→ **SHORT EXERCISE A**
Turn the lines of the listing, starting with the line with "subject: luggage trolley" and going on through the line with "Give the mask of every instance of the luggage", into a numbered list, leaving out any blank lines.

→ **TEXT PASSAGE**

Review of
Samuel Oluoch Imbo:
An Introduction to African Philosophy
(Lanham, Md:Rowman & Littlefield,
1998)
by
Albert Mosley
Philosophy Department
Ohio University
Athens, OH
45701
Samuel
Imbo has written a short, concise introduction to some of the major issues
addressed over the last century by scholars and activists concerned with African
philosophy. The book is divided into five chapters, the first of which surveys
answers to the question "What is African philosophy?". Because of a legacy of
intellectual denigration that portrays Africans as incapable of abstract
thought, this question is often the first raised by those outside the field.
This legacy is reinforced by the assumption that philosophy requires a tradition
of written communication. Imbo addresses both of these sources of skepticism,
delineating three senses of African philosophy: ethnological, universalist, and
hermeneutical.
As a
form of ethnology or "ethnophilosophy", African philosophy can be considered the
set of values, categories, and assumptions that is implicit in the language,
rituals, and beliefs of African cultures. Following the Sapir-Whorf thesis so
popular during the first half of this century, Placide Tempels' Bantu
Philosophy, published in 1945, argues that the linguistic categories of the
Bantu people reflect the metaphysical categories that shape their view of
reality. On this view, extended and refined by Father Alexis Kagame of Rwanda,
every culture is organized around a set of philosophical principles that are
implicit in its language, beliefs and practices, whether or not it is stated
explicitly by any member of that culture. The other major expression of
philosophy as ethnology is Negritude, the principal exponent of which was
Leopold Senghor. Senghor argued that Africans have a distinctive approach to
reality that is based on emotion rather than logic, an approach that encourages
participation rather than analysis. Others characterized by Imbo as
ethnophilosophers include Marcel Griaule, Cheikh Anta Diop, John Mbiti, Kwame
Nkrumah, and Julius Nyerere.

→ **DATA SHOWN**
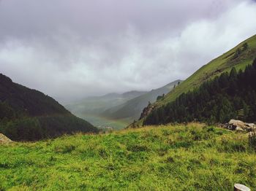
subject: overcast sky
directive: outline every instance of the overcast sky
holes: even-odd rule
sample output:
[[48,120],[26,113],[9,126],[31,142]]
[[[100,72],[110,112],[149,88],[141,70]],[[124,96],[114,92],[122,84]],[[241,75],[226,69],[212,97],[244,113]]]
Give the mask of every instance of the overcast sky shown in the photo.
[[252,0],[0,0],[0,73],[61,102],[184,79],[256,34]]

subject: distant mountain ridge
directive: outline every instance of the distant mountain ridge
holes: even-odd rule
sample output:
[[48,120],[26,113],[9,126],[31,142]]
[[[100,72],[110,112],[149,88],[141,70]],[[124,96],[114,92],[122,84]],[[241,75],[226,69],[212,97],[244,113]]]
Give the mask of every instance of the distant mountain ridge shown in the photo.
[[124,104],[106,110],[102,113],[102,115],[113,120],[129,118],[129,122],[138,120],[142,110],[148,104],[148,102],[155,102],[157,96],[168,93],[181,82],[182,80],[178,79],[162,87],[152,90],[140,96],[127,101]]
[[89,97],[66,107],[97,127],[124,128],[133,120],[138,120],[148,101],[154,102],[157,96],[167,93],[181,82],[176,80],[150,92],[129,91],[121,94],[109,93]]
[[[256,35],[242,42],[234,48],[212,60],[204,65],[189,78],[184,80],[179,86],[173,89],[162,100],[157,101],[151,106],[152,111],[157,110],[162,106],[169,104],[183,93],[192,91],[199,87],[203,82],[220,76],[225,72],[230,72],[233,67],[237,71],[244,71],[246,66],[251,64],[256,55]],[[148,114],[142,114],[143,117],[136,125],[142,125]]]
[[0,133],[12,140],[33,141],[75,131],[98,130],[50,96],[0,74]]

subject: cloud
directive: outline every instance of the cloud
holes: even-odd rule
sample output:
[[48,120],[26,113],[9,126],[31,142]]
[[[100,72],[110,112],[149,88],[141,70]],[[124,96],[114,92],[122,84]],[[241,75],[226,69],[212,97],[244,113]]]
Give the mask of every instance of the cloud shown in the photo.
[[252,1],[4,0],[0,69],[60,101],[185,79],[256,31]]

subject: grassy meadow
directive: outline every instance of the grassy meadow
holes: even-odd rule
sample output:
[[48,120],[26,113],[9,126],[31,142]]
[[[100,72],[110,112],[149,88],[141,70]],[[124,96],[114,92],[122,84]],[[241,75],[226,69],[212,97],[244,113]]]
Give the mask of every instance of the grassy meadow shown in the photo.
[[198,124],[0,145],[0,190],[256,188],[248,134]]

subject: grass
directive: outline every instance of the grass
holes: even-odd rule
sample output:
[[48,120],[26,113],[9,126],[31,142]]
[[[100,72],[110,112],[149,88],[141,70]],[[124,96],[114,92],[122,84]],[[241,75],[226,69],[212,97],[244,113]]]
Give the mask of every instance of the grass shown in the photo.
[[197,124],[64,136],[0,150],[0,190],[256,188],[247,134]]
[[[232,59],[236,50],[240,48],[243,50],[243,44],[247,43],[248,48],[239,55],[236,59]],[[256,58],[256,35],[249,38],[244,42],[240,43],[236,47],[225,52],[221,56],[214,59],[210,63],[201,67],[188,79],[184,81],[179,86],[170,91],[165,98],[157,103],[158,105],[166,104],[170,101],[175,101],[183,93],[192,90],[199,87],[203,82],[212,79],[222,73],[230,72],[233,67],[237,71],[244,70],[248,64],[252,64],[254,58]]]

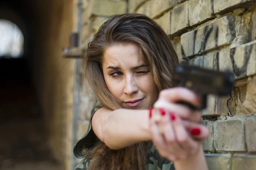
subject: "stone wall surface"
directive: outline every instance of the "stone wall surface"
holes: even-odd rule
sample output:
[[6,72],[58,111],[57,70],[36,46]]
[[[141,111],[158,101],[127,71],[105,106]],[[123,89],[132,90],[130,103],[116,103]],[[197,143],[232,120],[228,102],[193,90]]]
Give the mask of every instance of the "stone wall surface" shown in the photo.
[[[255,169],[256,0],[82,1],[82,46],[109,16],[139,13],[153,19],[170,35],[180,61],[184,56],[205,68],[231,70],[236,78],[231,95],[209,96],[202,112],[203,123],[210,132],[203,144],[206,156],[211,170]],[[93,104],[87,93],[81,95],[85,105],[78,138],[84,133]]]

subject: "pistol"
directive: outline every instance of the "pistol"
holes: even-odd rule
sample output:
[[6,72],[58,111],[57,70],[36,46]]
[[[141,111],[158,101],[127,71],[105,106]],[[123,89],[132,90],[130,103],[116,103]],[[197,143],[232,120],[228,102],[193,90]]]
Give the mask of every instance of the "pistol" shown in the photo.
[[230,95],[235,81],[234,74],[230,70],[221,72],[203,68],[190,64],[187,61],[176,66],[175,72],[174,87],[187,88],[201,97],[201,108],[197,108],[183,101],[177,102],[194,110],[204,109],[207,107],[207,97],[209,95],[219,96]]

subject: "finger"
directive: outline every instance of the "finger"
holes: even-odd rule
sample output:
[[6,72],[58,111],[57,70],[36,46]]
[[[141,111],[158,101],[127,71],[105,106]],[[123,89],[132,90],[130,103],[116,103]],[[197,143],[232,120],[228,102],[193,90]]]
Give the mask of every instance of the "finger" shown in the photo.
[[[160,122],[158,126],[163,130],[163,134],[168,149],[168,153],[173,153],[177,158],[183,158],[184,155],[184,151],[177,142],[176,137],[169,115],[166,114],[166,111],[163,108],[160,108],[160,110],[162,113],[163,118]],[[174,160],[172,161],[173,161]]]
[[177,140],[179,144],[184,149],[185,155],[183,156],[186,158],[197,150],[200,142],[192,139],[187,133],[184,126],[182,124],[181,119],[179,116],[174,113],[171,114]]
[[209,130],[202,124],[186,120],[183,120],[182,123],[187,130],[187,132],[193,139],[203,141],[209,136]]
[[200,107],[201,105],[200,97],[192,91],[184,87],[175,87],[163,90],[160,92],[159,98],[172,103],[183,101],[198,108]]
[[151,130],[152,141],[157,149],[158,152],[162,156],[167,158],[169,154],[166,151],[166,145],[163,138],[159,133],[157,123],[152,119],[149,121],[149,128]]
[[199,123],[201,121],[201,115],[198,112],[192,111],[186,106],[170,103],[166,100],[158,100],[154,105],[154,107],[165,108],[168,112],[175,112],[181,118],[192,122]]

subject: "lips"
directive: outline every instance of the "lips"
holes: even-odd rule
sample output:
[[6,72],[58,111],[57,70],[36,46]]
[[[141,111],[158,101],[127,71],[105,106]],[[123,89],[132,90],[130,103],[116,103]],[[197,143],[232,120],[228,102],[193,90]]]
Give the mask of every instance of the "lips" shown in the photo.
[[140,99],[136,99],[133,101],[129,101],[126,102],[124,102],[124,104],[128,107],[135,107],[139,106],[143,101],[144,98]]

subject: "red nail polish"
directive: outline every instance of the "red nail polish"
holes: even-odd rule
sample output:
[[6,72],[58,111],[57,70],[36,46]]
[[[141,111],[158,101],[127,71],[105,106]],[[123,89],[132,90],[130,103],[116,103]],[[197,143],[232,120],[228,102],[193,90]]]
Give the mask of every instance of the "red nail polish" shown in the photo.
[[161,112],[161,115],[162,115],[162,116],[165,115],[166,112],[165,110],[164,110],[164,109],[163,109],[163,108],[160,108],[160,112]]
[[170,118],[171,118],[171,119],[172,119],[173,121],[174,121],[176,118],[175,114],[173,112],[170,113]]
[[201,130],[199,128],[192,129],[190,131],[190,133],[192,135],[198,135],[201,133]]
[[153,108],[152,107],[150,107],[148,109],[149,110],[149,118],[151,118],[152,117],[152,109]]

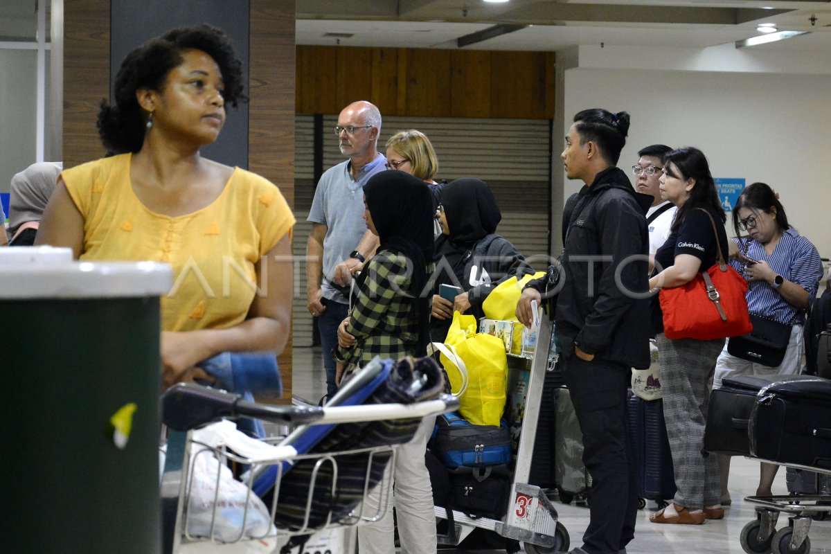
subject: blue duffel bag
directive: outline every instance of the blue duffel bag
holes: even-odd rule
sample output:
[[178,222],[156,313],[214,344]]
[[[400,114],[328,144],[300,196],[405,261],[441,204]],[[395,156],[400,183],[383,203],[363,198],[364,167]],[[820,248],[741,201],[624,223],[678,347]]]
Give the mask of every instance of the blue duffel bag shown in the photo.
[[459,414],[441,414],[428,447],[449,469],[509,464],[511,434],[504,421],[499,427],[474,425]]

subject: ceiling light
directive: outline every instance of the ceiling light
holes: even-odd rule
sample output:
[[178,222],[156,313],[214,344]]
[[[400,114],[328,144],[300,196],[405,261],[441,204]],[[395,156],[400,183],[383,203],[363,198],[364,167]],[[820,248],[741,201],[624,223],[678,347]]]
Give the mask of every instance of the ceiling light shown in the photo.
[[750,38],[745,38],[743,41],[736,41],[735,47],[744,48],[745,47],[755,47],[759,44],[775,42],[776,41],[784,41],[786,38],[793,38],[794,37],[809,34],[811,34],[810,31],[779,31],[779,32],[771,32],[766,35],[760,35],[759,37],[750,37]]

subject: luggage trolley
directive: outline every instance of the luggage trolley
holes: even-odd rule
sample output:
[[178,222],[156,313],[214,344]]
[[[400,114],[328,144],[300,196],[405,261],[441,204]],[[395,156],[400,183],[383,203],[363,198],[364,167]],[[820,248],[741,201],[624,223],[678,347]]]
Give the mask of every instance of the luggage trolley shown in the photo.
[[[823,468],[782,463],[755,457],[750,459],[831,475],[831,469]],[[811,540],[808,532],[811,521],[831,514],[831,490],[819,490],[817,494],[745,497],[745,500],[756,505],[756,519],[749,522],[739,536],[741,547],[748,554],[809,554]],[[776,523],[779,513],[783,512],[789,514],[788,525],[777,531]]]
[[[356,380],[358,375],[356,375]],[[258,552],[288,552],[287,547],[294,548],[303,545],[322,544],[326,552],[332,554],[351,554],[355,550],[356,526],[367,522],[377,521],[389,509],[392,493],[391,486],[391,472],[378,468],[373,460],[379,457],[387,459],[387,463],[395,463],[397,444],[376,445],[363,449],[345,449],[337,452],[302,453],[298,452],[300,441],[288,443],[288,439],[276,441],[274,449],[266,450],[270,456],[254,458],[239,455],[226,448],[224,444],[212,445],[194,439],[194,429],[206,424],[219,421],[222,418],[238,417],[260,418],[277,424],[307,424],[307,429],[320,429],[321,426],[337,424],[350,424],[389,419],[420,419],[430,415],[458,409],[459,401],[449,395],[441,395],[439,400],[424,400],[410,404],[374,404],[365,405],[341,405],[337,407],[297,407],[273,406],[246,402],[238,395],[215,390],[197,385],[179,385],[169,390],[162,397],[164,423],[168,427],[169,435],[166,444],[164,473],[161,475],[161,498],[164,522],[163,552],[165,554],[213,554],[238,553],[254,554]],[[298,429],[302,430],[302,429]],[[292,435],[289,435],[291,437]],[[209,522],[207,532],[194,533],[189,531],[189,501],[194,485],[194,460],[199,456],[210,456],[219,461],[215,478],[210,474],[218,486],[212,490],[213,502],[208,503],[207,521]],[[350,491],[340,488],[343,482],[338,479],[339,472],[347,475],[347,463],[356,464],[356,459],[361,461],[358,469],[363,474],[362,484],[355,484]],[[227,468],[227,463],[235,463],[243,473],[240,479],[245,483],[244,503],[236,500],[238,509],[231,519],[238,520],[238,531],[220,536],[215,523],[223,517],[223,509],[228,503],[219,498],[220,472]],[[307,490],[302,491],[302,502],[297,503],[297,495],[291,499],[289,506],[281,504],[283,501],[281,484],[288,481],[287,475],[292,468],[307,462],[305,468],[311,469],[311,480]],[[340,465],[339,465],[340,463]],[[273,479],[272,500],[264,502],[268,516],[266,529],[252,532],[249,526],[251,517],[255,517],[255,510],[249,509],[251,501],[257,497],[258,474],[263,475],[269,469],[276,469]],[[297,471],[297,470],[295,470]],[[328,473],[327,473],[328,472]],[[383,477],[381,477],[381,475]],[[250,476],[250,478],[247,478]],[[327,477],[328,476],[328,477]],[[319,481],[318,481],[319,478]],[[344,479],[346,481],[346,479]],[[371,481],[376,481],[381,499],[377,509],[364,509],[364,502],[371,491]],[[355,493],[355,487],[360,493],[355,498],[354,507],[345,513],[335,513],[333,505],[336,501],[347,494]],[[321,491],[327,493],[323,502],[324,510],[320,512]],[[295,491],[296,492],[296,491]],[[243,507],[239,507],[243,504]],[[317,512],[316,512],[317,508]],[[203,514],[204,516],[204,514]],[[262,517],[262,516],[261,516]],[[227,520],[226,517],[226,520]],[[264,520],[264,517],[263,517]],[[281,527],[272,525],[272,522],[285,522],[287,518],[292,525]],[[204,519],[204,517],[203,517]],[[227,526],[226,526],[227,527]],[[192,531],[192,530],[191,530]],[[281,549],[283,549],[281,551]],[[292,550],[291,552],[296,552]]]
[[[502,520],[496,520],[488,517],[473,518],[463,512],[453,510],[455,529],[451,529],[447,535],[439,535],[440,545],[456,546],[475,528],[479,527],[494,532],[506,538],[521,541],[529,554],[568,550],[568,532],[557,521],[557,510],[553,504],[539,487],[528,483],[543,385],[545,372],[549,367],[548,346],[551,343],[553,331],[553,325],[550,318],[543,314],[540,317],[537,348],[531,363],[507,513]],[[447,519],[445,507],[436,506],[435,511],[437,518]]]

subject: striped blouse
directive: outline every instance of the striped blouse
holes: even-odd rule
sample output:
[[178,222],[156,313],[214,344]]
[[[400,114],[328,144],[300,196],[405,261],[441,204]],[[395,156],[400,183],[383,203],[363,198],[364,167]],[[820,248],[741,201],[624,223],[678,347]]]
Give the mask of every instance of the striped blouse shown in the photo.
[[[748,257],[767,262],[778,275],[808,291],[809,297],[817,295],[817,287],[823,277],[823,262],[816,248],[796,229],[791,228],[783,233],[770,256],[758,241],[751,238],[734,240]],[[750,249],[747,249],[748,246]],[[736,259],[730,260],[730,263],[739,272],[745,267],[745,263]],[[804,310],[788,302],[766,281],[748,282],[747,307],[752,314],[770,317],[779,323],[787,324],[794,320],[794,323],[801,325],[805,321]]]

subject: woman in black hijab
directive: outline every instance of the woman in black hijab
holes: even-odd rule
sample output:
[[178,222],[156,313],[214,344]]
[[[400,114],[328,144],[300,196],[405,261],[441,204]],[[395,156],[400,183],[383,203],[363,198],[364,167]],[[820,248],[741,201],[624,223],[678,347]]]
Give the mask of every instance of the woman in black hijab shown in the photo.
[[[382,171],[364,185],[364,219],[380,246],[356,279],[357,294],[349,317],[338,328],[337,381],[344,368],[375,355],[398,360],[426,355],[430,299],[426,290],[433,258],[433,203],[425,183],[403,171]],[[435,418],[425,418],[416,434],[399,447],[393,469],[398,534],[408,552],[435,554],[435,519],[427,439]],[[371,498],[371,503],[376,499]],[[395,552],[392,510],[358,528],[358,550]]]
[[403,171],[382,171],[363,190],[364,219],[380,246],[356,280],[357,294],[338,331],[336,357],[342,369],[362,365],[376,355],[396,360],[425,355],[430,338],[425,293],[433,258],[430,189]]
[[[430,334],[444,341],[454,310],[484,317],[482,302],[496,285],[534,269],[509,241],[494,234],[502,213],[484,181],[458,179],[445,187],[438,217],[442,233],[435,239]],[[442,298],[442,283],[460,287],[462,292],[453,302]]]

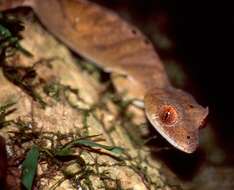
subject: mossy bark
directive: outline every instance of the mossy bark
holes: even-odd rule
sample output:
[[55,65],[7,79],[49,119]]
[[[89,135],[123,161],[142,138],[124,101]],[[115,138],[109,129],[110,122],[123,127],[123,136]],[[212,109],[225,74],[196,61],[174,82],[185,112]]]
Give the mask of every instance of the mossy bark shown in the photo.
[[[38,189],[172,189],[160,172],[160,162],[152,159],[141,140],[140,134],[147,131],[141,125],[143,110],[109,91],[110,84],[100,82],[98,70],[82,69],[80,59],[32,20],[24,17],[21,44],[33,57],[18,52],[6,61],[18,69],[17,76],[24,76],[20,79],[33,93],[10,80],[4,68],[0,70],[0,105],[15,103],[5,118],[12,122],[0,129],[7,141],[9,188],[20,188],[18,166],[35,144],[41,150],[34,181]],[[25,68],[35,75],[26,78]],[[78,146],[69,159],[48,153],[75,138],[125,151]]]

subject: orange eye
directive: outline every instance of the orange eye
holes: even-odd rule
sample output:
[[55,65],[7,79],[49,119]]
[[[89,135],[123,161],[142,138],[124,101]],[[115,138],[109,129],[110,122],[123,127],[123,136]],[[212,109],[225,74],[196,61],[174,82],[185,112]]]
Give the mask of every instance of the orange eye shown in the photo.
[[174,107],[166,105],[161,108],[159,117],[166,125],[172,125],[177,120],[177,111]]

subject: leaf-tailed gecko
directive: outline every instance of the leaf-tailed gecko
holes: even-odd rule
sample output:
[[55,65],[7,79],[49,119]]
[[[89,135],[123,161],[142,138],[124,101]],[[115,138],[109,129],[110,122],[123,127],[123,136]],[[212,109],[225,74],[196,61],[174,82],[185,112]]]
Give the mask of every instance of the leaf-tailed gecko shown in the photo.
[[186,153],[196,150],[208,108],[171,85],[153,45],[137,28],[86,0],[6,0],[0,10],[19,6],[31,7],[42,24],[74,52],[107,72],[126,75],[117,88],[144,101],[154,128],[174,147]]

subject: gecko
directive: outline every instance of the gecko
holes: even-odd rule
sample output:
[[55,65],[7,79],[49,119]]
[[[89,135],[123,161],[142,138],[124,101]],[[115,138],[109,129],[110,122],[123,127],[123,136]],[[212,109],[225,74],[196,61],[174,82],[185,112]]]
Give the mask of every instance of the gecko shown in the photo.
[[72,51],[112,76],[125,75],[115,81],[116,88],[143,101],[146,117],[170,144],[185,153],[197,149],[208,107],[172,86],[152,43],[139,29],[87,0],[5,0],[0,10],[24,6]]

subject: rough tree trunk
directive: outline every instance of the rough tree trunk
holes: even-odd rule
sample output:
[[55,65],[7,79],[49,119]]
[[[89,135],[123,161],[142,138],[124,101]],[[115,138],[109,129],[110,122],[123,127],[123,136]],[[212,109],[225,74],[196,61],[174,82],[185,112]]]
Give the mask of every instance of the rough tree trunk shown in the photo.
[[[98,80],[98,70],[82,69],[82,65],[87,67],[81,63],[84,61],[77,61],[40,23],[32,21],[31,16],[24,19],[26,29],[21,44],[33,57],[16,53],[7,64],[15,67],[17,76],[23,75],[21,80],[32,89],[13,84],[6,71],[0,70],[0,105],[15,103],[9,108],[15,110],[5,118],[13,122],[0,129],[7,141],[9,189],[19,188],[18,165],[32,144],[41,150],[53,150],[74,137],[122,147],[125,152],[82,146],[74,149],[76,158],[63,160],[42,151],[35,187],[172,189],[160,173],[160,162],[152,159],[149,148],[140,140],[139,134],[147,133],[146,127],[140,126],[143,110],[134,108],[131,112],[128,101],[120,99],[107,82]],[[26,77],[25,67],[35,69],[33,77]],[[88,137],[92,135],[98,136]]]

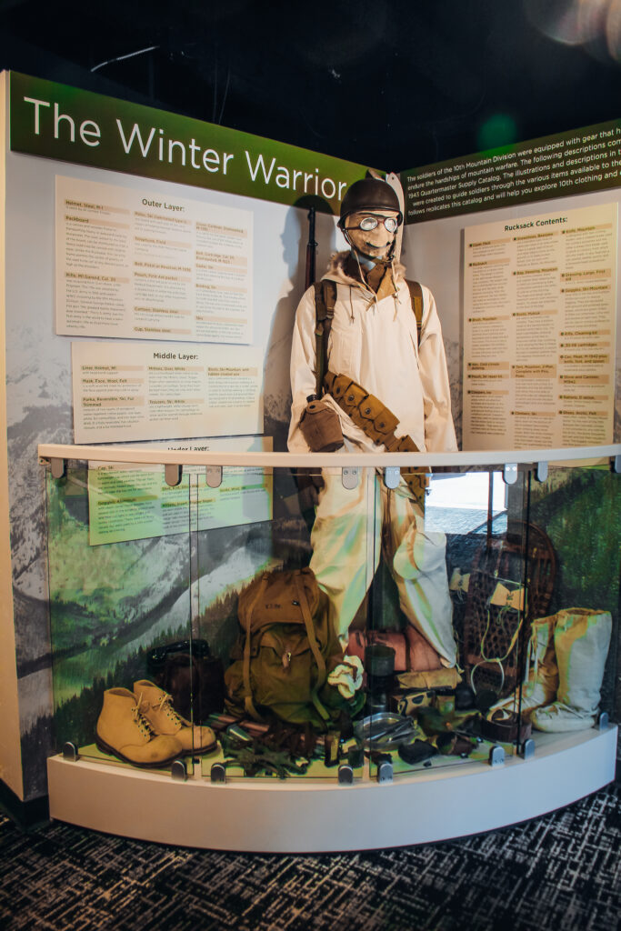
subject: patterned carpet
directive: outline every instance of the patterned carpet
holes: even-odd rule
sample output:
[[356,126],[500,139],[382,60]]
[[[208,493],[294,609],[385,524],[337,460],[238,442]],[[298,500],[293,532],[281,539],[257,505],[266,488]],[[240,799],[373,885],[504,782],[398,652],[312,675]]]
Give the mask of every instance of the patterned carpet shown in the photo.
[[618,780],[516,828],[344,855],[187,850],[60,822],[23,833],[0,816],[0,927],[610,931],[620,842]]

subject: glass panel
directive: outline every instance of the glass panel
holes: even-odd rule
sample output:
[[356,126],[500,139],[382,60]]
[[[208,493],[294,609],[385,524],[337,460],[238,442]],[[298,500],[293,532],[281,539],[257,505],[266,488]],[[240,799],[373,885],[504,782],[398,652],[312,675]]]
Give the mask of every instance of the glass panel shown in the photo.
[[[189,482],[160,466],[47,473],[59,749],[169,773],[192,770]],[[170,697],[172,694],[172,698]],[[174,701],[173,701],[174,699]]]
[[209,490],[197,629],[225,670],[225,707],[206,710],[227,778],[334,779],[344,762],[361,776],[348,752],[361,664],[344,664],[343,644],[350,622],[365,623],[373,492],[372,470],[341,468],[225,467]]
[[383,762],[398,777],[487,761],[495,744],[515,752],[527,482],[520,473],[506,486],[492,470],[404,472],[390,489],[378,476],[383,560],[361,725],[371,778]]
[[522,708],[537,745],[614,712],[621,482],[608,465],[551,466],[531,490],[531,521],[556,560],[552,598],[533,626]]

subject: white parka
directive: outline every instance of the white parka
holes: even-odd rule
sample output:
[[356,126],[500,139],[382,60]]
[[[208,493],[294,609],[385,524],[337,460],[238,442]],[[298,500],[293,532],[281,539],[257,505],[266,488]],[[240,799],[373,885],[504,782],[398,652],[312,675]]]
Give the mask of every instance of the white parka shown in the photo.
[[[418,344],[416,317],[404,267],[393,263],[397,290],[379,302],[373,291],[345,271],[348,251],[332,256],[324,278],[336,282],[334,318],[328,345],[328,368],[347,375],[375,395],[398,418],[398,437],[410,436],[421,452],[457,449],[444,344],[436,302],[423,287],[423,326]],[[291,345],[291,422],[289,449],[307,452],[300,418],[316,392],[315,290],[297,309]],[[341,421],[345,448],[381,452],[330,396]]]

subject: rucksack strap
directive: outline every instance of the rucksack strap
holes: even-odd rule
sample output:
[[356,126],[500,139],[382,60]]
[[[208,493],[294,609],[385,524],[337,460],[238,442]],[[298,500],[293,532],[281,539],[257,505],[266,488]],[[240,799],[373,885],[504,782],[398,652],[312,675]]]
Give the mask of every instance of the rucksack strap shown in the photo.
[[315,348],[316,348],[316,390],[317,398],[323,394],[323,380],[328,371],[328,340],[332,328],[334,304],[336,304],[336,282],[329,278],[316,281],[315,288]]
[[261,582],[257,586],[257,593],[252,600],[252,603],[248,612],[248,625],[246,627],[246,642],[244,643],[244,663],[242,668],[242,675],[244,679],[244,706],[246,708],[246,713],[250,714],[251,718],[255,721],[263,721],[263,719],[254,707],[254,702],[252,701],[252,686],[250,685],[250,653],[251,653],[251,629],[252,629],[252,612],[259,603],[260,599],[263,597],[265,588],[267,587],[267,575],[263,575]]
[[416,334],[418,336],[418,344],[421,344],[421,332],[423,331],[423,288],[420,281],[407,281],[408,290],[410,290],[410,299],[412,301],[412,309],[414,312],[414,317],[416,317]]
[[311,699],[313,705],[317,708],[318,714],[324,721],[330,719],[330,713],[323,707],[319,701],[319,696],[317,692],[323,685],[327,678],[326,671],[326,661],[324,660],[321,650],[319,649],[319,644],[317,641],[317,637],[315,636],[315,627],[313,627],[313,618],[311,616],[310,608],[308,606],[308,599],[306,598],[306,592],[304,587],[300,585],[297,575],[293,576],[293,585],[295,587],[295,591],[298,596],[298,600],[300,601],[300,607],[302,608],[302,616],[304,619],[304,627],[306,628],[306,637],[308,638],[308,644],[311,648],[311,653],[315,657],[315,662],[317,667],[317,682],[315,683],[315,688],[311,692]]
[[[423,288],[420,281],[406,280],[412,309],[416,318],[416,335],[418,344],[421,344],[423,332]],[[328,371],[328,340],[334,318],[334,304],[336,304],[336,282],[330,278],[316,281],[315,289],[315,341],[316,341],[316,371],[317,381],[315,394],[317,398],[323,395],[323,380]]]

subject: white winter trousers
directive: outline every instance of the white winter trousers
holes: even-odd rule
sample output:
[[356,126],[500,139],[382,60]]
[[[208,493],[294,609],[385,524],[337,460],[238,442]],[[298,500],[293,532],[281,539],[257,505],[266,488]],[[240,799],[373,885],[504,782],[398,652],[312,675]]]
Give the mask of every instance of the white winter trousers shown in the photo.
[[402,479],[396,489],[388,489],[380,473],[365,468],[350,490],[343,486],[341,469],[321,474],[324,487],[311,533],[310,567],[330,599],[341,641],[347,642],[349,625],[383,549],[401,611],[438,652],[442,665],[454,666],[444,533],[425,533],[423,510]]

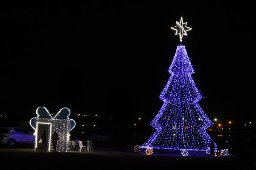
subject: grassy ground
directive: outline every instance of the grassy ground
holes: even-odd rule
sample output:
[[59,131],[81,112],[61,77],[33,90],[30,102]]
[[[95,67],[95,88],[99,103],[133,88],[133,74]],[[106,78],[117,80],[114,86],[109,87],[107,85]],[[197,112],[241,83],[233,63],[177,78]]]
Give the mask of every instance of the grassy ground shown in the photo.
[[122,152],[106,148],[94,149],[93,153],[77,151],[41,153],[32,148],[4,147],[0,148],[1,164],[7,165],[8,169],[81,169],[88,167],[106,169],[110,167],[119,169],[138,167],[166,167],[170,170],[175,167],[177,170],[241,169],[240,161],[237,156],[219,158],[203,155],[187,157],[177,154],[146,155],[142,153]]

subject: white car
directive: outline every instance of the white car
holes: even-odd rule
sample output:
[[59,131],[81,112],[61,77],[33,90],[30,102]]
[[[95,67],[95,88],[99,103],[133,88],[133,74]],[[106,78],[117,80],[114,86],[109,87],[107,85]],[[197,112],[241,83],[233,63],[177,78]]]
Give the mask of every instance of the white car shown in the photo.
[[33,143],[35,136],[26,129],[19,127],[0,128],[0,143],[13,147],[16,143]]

→ **SHORT EXERCISE B**
Reproduce the part of the book review starting with "This legacy is" and going on through "hermeneutical." word for word.

→ **WRITTEN RESPONSE A**
1. subject: luggage trolley
2. directive: outline every instance of the luggage trolley
3. holes: even-odd rule
4. sample output:
5. [[178,222],[156,313],[214,344]]
6. [[[400,114],[328,144],[300,196],[405,261],[441,204]],[[395,156],[400,183],[383,203],[363,198],[364,167]],[[820,248],[741,201],[624,223],[678,347]]]
7. Give the mask of every instance of the luggage trolley shown in the photo.

→ **WRITTEN RESPONSE B**
This legacy is reinforced by the assumption that philosophy requires a tradition
of written communication. Imbo addresses both of these sources of skepticism,
delineating three senses of African philosophy: ethnological, universalist, and
hermeneutical.